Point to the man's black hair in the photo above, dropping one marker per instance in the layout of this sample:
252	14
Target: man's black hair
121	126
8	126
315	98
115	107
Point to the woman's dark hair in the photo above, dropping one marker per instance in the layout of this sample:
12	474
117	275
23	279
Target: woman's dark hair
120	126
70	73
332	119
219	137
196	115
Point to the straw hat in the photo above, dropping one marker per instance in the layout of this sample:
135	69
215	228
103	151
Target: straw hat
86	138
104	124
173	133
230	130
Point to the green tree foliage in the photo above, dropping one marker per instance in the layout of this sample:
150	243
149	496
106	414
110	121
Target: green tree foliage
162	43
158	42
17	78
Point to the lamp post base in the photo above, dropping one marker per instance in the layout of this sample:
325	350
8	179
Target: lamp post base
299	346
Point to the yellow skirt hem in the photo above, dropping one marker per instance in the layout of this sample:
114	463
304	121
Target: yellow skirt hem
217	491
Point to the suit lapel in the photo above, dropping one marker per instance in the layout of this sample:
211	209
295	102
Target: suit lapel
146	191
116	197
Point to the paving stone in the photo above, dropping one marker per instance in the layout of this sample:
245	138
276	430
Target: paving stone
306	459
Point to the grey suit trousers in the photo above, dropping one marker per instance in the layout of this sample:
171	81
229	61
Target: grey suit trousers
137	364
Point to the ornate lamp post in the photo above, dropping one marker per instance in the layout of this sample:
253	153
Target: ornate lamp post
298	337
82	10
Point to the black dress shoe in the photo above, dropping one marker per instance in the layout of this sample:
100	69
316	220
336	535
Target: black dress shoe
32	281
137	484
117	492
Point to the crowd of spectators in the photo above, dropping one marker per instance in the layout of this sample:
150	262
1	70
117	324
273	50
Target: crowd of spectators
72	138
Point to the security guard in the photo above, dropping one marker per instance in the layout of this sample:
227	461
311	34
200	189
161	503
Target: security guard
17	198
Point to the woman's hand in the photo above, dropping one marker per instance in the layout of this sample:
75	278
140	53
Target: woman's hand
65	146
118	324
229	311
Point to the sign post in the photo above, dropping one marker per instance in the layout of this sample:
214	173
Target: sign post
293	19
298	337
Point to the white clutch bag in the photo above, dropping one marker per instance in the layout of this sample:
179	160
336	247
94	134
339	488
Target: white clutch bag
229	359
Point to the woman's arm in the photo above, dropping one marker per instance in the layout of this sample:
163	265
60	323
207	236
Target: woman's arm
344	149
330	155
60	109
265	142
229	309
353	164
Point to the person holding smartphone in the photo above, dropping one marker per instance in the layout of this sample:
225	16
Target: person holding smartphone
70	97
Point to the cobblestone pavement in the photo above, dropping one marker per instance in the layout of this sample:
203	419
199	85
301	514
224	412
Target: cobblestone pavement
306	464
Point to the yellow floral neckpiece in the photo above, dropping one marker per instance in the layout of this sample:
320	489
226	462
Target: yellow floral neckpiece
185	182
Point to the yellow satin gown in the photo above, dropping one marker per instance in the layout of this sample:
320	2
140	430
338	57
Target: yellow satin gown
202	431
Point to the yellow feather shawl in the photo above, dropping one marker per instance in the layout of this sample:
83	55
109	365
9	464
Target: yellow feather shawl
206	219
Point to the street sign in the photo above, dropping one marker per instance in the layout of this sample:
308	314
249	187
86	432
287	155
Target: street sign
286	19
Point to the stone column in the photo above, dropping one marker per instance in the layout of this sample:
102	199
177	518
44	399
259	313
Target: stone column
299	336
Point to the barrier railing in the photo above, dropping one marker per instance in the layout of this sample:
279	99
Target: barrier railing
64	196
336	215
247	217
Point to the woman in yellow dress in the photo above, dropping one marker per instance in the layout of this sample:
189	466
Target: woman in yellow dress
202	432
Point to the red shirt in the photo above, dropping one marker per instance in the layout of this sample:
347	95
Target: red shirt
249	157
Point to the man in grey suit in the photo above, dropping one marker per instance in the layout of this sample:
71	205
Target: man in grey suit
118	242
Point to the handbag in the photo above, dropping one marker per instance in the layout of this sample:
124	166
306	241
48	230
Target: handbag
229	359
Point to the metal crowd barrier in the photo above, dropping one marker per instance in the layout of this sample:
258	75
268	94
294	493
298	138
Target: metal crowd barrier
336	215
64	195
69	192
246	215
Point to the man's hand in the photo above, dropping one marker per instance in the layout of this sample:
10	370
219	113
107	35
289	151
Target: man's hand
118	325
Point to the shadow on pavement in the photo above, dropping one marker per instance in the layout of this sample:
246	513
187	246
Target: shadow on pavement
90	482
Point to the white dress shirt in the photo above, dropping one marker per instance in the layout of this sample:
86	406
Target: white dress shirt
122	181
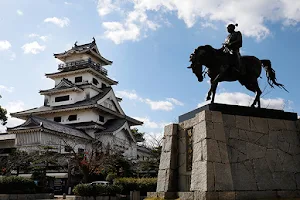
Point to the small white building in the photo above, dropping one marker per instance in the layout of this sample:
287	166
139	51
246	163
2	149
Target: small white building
82	104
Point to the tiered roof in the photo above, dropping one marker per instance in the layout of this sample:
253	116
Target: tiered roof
35	122
33	117
89	48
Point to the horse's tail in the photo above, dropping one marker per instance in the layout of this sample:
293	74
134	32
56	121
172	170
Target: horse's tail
270	73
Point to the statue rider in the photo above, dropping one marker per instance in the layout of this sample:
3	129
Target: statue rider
234	42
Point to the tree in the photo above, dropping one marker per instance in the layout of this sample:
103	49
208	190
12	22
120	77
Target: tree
139	136
154	144
3	117
96	159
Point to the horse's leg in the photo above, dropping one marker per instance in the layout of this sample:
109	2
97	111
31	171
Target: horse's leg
258	93
214	89
253	86
210	90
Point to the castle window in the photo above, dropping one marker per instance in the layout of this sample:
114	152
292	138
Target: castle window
101	118
78	79
57	119
95	81
72	118
68	149
62	98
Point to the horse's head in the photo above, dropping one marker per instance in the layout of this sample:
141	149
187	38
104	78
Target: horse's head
198	59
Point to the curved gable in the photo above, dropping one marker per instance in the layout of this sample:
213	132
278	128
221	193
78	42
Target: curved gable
110	100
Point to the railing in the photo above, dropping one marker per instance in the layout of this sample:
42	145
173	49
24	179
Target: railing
79	63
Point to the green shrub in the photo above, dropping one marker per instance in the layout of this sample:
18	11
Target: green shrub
110	177
16	185
97	190
143	185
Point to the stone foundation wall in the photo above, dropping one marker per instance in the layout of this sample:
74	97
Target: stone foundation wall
25	196
235	156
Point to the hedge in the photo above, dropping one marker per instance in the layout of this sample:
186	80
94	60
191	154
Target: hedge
143	185
16	185
97	190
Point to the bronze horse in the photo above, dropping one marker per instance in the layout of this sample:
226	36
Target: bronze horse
220	69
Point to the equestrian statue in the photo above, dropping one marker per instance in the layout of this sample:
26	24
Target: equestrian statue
226	64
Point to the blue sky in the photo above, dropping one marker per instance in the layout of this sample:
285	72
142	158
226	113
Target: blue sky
149	43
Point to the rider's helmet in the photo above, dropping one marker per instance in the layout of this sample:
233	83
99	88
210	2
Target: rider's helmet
231	27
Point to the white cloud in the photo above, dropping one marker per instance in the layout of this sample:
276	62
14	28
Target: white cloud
6	89
136	22
33	47
251	17
33	35
4	45
118	32
129	95
243	99
105	7
19	12
209	25
12	56
165	105
12	107
151	124
175	101
59	22
160	105
42	37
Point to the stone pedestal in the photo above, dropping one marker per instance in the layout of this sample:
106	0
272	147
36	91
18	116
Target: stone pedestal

#### Work to be completed:
Each line of the data that includes "pedestal" should be copied.

#### Solution to this problem:
Point to the stone pedestal in the photo above, dropping one marker per instance in the layout of this sample:
Target: stone pedestal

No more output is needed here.